Problem details — Present every line of the items below as a Markdown table with the columns Row and Line, numbering each row and omitting any blank lines.

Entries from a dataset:
# # #

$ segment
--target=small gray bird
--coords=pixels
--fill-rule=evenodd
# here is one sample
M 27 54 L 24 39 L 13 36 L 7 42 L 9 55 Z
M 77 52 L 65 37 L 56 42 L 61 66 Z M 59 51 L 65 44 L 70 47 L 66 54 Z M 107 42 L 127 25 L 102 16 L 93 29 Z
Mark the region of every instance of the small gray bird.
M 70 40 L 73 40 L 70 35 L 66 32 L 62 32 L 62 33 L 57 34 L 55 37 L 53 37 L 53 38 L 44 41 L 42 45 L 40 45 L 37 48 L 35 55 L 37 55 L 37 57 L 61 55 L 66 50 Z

# # #

Expected answer —
| Row | Line |
|---|---|
| 1 | $ segment |
| 2 | --target=small gray bird |
| 3 | --coords=pixels |
| 4 | --fill-rule=evenodd |
| 5 | # here is one sample |
| 6 | M 27 54 L 24 39 L 13 36 L 7 42 L 9 55 Z |
| 7 | M 77 52 L 65 37 L 56 42 L 61 66 Z M 59 51 L 65 44 L 70 47 L 66 54 Z M 107 42 L 127 25 L 102 16 L 93 29 Z |
| 8 | Mark the region of every instance of the small gray bird. |
| 9 | M 70 40 L 73 40 L 70 35 L 66 32 L 62 32 L 62 33 L 57 34 L 55 37 L 53 37 L 53 38 L 44 41 L 42 45 L 40 45 L 37 48 L 35 55 L 37 55 L 37 57 L 61 55 L 66 50 Z |